**GETOONDE TEKST:**
Irmgard Möller wordt aangehouden

Toen Hans-Peter Konieczny wilde weglopen, liep Möller achter hem aan. Daardoor kreeg de politie in gaten dat de vrouw met het korte kapsel, de gezochte terroriste was. Toen de agenten op haar afrenden verzette ze zich hevig. Ze probeerde de agenten te bijten en te krabben met haar nagels. Voordat Möller de kans had om naar het vuurwapen uit haar handtas te grijpen, werd ze tegen de grond gewerkt en in de boeien geslagen. Terwijl Möller werd afgevoerd schold ze de agenten uit voor varkens. Ook Hans-Peter Konieczny werd voor ‘de show’ wederom gearresteerd en afgevoerd.

Vrijlating Hans-Peter Konieczny

Na de arrestatie van Möller werd Konieczny naar de zwaarbeveiligde Stammheim-gevangenis in Stuttgart gebracht. Daar werd hij zeven weken in voorlopige hechtenis gehouden. Gedurende die tijd werd hij permanent door justitie verhoord. In september 1972 waren de verhoren afgelopen en hij werd onder bepaalde voorwaarden vrijgelaten. Zo moest hij voor justitie beschikbaar blijven, omdat hij waarschijnlijk nog veel meer informatie over de Rote Armee Fraktion kon geven. Tevens wilde justitie hem als getuige oproepen tijdens de strafprocessen tegen de RAF-leiders. Bij zijn vrijlating zou Konieczny een geldbedrag hebben meegekregen.

Represailles

Hans-Peter Konieczny realiseerde zich dat hij in groot gevaar verkeerde, want op het verraden van RAF-kameraden stonden vrijwel zeker represailles, door de nog actieve ondergrondse terroristen. Achteraf gezien had Konieczny veel spijt van de medewerking met justitie. In de jaren na zijn vrijlating moest hij voortdurend over zijn schouder kijken en leven met de angst dat er ieder moment een wraakactie op hem zou kunnen worden uitgevoerd. Als hij Irmgard Möller en Klaus Jünschke niet had verlinkt, dan had hij waarschijnlijk acht jaar de gevangenis in gemoeten, maar dan had hij daarna wellicht een relatief normaal en onbezorgd leven kunnen leiden.

**GESELECTEERDE GEGEVENS:**
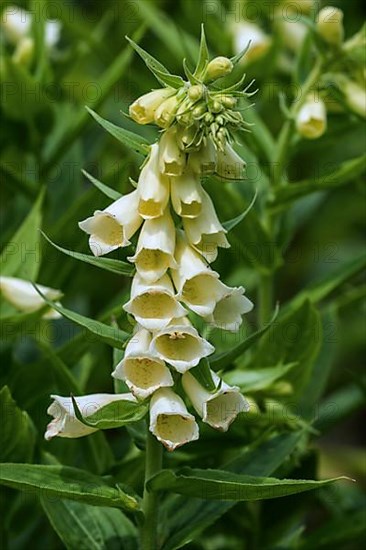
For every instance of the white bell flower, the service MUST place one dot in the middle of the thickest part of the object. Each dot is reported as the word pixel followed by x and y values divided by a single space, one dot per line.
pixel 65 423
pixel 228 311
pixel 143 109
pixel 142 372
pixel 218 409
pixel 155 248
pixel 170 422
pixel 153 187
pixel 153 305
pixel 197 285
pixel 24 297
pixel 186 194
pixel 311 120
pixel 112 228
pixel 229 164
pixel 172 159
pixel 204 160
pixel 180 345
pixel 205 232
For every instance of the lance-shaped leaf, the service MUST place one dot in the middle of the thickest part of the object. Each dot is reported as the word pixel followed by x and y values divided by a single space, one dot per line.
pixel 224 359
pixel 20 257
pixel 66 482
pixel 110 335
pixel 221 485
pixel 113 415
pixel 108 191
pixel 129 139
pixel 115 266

...

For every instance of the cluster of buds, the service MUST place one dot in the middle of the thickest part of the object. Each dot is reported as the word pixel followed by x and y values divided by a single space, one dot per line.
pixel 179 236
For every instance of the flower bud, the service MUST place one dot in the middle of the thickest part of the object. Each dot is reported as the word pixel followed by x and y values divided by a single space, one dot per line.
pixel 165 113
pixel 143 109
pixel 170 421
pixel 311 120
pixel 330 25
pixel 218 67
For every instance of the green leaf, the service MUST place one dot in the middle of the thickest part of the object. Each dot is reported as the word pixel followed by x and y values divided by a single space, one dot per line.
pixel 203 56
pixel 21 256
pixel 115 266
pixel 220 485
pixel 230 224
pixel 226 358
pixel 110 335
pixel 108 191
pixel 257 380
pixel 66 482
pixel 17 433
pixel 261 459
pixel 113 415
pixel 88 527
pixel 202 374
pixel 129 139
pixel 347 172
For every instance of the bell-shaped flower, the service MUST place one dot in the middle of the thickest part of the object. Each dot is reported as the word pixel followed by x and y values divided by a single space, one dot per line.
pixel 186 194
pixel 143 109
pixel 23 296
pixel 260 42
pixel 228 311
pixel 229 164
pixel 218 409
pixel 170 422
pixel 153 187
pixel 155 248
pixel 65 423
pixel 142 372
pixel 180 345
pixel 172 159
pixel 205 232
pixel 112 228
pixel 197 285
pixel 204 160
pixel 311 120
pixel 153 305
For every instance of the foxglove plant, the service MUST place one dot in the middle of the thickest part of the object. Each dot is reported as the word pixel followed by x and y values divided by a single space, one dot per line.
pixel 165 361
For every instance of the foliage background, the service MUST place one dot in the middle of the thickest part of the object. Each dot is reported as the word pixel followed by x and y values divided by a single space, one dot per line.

**OPDRACHTEN:**
**A)** Waar werd Konieczny volgens de tekst over de arrestatie van Irmgard Möller heen gebracht nadat Möller was opgepakt?
**B)** Schrijf verder aan de tekst over Irmgard Möller en Hans-Peter Konieczny, te beginnen na de laatste zin.

**DE ANTWOORDEN:**
**A)** Naar de zwaarbeveiligde Stammheim-gevangenis in Stuttgart.

**B)**
Tweede generatie

Na de arrestatie van de eerste generatie RAF-leden, werd er een tweede generatie RAF-terroristen gevormd. Zij hadden als voornaamste doel het bevrijden van Andreas Baader, Gudrun Ensslin, Ulrike Meinhof en de andere RAF-terroristen uit de gevangenis. Veel van deze nieuwe terroristen werden gerekruteerd door de RAF-advocaat Siegfried Haag, die met de Rote Armee Fraktion sympathiseerde. De tweede generatie RAF-terroristen was onder meer verantwoordelijk voor de gijzelingsactie in de West-Duitse ambassade in Stockholm in 1975 en de moordaanslagen op de procureur-generaal Siegfried Buback en de bankier Jürgen Ponto in 1977. Daarnaast pleegden terroristen van de tweede generatie in 1977 een mislukte raketaanslag op het gebouw van het Federale Hof van Justitie (Bundesgerichtshof) in Karlsruhe.

 

Gevangenschap

Tijdens de eerste jaren van haar gevangenschap werd Irmgard Möller net als haar RAF-kameraden, in volledige isolatie opgesloten. De muren waren geluidsdicht gemaakt, ze mocht geen bezoek ontvangen en haar advocaten konden alleen via een scheidingswand met haar spreken. Haar gezondheid ging steeds verder achteruit. Ze kreeg huidproblemen, kampte met ernstige gebitsaandoeningen, zware hoofdpijnen en een verstoord zenuwstelsel. Daarnaast leed ze aan psychosomatische klachten die uiteindelijk overgingen in echte ziekten. Deze gezondheidsproblemen hadden voor een deel te maken met de zogenaamde ‘sensorische deprivatie’, waaraan de gedetineerde RAF-terroristen werden blootgesteld. Door het gebrek aan zintuigelijke ervaringen en prikkels werd de normale ontwikkeling van de fijne structuur van de hersenen nadelig beïnvloed.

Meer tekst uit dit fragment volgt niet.